▸ **THE TASK**
From the line containing "of the smokestack" to the last line of the records, please reproduce every line exactly and nothing more.

Saved entries

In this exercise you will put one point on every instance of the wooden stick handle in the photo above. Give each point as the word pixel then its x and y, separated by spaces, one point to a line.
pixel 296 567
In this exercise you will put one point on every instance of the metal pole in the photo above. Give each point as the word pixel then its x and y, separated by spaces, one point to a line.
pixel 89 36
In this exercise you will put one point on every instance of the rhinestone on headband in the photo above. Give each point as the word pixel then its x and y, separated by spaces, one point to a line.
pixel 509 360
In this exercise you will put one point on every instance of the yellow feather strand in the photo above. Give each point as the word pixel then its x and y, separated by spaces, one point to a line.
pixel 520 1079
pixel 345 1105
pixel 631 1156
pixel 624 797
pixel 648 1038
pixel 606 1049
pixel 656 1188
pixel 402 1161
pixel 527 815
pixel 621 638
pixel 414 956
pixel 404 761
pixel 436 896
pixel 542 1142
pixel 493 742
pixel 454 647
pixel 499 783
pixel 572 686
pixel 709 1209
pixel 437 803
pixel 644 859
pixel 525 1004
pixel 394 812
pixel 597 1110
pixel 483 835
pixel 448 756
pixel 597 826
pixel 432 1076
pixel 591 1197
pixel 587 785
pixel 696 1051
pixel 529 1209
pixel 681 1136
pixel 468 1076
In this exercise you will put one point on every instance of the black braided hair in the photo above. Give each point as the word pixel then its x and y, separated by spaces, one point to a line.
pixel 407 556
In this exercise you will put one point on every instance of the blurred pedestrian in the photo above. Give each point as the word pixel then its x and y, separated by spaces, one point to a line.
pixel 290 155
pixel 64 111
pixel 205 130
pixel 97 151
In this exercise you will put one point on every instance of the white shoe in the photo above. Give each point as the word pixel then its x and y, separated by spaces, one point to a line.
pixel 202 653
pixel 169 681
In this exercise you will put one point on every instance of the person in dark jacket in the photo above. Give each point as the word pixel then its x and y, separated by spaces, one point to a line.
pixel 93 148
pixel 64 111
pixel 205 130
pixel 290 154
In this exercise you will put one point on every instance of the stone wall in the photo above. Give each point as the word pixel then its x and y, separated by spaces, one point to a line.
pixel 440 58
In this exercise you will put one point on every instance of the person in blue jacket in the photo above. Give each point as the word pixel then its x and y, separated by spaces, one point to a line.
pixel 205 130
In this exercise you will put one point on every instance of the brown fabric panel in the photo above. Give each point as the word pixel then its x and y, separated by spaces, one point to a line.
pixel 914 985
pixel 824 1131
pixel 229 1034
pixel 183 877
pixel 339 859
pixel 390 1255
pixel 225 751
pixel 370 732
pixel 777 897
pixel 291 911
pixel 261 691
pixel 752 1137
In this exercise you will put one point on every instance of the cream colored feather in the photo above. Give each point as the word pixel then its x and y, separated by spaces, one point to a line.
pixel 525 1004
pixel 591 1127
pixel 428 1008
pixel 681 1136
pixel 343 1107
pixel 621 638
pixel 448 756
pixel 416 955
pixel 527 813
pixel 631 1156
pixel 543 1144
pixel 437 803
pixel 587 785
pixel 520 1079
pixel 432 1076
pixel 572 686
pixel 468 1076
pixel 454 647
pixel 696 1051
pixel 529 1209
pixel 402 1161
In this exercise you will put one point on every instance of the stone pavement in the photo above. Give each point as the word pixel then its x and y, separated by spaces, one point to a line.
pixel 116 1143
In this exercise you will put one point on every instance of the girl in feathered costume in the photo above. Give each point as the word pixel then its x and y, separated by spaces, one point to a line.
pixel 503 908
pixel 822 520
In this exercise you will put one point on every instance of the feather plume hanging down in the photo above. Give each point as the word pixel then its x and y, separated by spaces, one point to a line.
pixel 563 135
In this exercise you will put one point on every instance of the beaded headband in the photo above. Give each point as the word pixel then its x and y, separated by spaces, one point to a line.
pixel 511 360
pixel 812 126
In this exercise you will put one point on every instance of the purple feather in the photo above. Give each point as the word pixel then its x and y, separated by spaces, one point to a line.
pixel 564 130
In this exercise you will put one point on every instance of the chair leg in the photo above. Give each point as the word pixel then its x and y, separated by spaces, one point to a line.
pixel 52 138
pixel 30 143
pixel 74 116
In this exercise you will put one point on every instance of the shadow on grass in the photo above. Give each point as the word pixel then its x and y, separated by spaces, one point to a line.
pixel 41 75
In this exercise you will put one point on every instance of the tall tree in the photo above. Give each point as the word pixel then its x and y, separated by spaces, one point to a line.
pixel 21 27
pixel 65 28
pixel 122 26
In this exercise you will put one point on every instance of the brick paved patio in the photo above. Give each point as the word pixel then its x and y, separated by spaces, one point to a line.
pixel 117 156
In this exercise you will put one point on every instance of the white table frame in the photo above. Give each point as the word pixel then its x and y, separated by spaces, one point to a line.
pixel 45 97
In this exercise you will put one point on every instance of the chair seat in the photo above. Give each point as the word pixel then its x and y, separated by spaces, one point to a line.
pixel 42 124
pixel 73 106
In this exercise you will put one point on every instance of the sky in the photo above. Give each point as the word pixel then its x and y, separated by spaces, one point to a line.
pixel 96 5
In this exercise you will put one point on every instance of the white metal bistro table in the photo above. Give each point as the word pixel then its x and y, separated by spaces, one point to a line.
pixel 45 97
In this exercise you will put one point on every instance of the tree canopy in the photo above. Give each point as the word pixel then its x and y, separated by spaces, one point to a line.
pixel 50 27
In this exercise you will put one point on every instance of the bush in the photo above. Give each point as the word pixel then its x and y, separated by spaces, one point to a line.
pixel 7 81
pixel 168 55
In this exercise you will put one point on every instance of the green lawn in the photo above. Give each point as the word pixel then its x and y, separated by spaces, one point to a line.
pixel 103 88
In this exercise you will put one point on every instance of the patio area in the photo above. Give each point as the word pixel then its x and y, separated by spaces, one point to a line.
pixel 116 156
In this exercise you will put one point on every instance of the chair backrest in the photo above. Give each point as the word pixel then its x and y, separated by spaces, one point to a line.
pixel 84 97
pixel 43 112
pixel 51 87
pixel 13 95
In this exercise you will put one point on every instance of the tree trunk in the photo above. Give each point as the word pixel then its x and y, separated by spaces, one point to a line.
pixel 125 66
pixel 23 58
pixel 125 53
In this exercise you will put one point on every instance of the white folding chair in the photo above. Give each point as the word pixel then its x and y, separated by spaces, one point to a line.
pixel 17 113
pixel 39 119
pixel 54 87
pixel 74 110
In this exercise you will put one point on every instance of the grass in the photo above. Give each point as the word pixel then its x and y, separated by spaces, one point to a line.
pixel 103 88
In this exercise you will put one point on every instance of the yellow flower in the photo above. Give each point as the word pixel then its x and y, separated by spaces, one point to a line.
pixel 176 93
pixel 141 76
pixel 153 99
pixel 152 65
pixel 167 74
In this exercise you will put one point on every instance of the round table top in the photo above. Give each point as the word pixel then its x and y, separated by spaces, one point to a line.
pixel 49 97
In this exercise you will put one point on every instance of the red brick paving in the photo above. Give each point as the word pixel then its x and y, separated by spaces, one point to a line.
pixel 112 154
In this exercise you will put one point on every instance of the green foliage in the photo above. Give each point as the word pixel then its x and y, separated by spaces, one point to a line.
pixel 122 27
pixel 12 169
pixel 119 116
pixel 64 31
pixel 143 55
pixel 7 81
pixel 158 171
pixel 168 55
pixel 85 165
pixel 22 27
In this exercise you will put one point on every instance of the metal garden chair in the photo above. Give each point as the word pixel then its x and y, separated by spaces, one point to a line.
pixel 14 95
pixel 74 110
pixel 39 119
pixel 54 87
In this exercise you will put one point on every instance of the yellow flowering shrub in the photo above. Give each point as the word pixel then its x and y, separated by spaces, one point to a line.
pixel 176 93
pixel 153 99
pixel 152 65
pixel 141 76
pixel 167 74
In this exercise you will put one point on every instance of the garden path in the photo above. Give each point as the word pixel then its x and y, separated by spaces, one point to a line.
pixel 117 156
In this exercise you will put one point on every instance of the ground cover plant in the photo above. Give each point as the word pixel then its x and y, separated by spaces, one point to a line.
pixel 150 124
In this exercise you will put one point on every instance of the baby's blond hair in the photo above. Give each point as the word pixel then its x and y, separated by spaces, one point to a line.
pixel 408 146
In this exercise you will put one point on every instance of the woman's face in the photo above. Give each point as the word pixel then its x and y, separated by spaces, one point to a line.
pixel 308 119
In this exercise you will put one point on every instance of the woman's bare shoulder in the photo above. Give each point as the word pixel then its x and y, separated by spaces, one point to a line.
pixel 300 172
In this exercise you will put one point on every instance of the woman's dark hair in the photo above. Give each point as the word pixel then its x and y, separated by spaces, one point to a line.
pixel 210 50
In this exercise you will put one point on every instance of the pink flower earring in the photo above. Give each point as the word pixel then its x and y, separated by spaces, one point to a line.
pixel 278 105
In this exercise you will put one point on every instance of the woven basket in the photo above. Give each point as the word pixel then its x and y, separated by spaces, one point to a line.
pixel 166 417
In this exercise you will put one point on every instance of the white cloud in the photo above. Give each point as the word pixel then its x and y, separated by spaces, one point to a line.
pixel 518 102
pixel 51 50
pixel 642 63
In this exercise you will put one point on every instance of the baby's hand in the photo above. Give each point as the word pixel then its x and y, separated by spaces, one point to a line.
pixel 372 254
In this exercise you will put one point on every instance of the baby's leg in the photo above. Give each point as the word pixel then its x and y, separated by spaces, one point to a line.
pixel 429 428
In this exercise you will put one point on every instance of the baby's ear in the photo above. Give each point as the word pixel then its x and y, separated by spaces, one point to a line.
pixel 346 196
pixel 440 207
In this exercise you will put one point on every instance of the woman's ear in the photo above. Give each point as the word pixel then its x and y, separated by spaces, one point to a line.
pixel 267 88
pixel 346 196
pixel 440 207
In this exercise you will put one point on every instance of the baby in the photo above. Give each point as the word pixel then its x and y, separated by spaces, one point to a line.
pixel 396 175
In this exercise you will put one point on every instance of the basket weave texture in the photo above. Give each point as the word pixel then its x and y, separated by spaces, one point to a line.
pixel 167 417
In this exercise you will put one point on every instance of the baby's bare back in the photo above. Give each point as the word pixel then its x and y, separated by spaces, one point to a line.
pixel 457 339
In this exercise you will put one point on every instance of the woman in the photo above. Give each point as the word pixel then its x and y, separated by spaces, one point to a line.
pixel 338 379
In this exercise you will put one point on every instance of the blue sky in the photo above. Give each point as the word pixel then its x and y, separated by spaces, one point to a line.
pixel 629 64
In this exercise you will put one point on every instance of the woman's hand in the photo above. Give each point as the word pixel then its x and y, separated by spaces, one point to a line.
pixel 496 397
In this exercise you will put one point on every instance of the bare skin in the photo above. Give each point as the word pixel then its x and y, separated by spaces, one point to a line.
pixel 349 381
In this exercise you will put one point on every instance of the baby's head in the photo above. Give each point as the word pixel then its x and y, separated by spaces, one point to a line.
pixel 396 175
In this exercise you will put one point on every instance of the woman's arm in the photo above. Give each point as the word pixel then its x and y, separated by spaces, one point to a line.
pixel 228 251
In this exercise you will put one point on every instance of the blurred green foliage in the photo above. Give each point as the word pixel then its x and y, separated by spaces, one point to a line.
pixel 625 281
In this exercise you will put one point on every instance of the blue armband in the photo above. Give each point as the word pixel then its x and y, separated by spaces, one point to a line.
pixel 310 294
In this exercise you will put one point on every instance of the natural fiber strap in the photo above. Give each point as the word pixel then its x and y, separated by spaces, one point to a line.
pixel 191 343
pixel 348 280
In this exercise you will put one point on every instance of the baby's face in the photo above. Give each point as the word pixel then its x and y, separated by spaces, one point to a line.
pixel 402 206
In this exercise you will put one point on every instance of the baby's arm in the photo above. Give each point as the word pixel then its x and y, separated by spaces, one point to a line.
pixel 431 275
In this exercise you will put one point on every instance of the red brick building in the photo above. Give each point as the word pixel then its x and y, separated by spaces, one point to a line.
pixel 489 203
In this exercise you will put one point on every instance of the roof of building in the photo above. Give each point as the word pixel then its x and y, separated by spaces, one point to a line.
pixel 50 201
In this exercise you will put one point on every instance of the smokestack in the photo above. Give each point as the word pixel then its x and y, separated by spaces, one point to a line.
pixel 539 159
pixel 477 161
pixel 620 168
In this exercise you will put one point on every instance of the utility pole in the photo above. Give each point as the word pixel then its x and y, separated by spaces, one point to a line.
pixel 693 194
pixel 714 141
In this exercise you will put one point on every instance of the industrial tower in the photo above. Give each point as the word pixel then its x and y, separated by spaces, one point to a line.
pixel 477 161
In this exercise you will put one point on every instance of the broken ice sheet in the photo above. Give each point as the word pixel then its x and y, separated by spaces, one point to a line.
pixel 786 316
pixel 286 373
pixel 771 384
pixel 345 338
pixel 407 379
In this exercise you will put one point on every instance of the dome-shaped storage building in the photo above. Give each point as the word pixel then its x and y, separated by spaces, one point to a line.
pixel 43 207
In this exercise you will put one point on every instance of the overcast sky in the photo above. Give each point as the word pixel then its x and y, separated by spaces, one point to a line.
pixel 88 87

▸ **FINAL ANSWER**
In this exercise you will put one point on every instance of the smokestack in the photo above. Give each point as the word pixel then its x and y, separated by spaces, one point to a line.
pixel 539 159
pixel 477 161
pixel 620 168
In this exercise you will put one point on every instance of the utility pole in the photo above. Give each point as the word pixel then its x and y, separated by spaces, one point to a line.
pixel 693 194
pixel 714 141
In this exercise you will put one point on every instance of the industrial tower in the photo above. Give each point as the word pixel then its x and y, separated by spaces, one point to a line.
pixel 477 161
In this exercise you will put one point on every instance of the broken ice sheet in the photo above. Give each point as the word pixel then its x and y, separated by spaces, one point to a line.
pixel 786 316
pixel 286 373
pixel 771 384
pixel 345 338
pixel 407 379
In this exercise you will put one point on every instance of the dome-shaped storage building in the photo above. Give each point as the word pixel then its x and y, separated by spaces, one point to a line.
pixel 43 207
In this exercise you will put one point on every instance of the overcast sky in the photo above. Give each point as the word pixel then its x and y, separated by spaces, one point to a line.
pixel 88 87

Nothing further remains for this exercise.